BZOJ 2085 luogu P3502 [POI2010]Hamsters (KMP、Floyd、倍增)

数组开小毁一生……

题目链接: https://www.lydsy.com/JudgeOnline/problem.php?id=2085

这题在洛谷上有个条件是“互不包含”，其实bzoj的数据也满足这个条件，否则我目前已知的所有做法都是错的。

个人觉得AC自动机可以用其他办法做，但是没试过

KMP(或者hash), \(f[i][j]\)表示\(i\)完了接上\(j\)需要多少个字符，直接用KMP求出最长的同时是\(j\)串的前缀和\(i\)串的后缀的串即可

然后求走\((m-1)\)步的最短路，倍增Floyd

并不是多串匹配一定要用AC自动机！即使不考虑正确性，AC自动机的Trie树在复杂度上可能还多个字符集大小，不一定比KMP快，一定要合理选择！

######

任务 1 |
请把这篇题解中从“BZOJ 2085 luogu”到“目前已知的所有做法都是错的。”的部分照原文抄下来，首尾两处都要包括。
任务 2 |
根据这篇题解，这道题在洛谷上多了什么条件？
任务 3 |
判断下列说法是否与这篇题解一致，每项回答“是”或“否”，并引用题解中起决定作用的原话：(a) 作者已经用AC自动机的其他办法做过这题；(b) 求\(f[i][j]\)时，除了KMP也可以用hash；(c) 作者认为AC自动机一定比KMP快。

(位置标注记录)
######

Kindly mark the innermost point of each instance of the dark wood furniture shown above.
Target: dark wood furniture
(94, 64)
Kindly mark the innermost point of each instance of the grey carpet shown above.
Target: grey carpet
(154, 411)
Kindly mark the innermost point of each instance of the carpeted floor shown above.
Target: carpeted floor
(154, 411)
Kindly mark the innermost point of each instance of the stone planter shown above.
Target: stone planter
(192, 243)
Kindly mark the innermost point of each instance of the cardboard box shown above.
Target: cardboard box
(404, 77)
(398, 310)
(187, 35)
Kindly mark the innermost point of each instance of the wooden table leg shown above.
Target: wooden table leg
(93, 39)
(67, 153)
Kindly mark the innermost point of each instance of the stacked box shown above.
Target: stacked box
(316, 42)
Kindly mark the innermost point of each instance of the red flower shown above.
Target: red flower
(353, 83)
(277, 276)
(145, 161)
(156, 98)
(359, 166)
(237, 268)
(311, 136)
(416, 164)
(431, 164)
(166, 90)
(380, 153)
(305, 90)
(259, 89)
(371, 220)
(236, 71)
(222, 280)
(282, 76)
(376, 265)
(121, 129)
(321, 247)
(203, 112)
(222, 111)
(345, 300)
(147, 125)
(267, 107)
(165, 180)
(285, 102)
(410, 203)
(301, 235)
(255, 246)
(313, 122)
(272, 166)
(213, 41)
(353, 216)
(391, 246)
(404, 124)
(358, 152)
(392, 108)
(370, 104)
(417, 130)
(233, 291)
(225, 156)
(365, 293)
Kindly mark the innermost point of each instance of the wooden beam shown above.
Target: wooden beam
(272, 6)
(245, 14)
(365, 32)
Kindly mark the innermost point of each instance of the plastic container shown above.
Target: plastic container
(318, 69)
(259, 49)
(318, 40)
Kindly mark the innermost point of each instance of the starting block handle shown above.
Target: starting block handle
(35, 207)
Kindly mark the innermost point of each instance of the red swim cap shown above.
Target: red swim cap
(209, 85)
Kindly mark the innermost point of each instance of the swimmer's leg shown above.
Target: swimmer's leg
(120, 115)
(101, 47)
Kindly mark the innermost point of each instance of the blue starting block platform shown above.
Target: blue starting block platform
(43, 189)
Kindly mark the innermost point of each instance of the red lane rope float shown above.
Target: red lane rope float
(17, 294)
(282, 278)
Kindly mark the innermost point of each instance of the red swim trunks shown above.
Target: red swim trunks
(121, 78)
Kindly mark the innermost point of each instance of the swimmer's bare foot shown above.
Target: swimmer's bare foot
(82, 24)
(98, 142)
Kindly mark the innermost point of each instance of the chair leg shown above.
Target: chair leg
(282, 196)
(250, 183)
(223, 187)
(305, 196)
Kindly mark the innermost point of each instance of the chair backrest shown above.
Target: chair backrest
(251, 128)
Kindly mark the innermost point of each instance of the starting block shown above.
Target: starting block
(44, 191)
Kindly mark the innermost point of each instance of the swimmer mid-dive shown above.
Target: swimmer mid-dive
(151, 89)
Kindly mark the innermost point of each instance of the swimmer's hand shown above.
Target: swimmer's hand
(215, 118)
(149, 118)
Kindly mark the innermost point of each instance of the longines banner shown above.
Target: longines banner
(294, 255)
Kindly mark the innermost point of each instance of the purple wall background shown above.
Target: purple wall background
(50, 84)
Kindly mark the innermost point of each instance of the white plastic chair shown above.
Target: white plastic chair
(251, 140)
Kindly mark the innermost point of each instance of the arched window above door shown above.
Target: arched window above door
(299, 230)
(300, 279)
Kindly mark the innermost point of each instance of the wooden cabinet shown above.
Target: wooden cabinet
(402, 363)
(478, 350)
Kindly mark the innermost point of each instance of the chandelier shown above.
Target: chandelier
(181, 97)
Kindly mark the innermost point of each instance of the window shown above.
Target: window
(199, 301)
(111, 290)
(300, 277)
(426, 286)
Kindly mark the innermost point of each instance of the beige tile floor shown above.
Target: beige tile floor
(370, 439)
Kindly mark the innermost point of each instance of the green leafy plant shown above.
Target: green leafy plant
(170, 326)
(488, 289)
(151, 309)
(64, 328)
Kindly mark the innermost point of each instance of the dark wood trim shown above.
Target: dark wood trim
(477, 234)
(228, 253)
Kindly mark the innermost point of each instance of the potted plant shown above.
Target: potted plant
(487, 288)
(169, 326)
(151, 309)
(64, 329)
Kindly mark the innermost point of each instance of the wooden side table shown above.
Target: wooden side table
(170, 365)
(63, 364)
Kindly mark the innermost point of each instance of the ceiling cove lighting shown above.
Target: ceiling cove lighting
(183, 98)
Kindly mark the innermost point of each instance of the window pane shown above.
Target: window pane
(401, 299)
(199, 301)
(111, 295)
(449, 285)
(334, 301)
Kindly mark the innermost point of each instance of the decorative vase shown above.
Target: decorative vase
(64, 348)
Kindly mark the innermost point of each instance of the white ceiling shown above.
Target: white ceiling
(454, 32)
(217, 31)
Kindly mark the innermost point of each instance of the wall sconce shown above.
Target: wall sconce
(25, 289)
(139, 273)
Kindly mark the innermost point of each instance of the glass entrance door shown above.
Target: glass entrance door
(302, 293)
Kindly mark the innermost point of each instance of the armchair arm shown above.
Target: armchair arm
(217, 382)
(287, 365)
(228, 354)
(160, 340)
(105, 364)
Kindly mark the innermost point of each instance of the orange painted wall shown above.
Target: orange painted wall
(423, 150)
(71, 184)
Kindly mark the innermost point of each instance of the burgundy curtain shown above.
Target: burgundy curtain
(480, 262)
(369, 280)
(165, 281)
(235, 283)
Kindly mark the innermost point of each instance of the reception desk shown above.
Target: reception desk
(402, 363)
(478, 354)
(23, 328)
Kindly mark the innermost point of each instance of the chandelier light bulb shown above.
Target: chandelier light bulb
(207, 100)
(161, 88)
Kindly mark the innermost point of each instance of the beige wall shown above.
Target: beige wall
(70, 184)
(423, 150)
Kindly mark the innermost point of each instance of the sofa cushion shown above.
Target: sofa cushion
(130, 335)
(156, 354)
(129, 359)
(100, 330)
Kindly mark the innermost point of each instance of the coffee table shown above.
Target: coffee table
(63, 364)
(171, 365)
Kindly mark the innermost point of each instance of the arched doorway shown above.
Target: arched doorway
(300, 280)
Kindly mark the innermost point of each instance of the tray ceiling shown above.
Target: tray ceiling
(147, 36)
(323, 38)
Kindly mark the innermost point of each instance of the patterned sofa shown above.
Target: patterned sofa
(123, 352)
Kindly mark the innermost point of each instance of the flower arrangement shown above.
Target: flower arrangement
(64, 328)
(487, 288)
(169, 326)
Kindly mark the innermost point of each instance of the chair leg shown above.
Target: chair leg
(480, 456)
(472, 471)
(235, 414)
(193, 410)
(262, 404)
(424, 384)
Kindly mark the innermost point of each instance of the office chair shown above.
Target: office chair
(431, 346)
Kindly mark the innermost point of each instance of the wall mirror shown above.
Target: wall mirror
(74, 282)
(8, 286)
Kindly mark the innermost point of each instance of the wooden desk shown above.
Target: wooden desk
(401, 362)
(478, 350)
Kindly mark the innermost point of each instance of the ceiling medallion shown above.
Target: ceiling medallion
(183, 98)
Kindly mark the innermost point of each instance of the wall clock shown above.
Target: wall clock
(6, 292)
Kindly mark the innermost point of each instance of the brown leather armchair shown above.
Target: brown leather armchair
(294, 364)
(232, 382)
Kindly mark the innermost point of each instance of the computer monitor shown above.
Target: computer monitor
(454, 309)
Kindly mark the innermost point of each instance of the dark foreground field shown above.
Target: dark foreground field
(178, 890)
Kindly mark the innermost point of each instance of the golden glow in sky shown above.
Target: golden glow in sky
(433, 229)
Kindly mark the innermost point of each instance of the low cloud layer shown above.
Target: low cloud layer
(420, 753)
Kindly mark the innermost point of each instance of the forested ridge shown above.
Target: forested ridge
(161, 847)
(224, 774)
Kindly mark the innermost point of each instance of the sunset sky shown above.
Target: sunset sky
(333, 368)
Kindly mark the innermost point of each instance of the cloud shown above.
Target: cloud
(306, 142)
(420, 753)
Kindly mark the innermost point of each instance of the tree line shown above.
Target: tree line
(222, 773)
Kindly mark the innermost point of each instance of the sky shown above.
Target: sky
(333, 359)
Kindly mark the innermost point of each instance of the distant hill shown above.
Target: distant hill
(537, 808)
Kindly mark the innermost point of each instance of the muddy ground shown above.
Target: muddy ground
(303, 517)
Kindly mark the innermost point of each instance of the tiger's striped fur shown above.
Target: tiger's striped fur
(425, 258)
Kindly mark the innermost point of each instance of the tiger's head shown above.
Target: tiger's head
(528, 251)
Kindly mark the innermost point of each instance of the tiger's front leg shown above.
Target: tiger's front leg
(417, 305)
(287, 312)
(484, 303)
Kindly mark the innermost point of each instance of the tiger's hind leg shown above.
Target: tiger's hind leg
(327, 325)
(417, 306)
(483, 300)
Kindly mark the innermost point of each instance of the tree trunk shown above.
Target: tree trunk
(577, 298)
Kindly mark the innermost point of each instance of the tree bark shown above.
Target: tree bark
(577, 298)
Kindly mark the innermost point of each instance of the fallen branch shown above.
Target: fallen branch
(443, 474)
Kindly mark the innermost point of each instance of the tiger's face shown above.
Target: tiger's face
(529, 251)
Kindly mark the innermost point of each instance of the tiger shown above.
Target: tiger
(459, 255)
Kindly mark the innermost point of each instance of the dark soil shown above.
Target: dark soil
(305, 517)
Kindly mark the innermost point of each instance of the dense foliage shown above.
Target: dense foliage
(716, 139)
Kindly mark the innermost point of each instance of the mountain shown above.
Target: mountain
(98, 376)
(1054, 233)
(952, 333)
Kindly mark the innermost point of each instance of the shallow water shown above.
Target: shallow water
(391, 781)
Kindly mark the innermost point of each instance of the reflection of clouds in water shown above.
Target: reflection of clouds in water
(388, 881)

######

参考答案 1 |
BZOJ 2085 luogu P3502 [POI2010]Hamsters (KMP、Floyd、倍增)

数组开小毁一生……

题目链接: https://www.lydsy.com/JudgeOnline/problem.php?id=2085

这题在洛谷上有个条件是“互不包含”，其实bzoj的数据也满足这个条件，否则我目前已知的所有做法都是错的。

参考答案 2 |
“互不包含”。

参考答案 3 |
(a) 否。“个人觉得AC自动机可以用其他办法做，但是没试过”
(b) 是。“KMP(或者hash)”
(c) 否。“不一定比KMP快”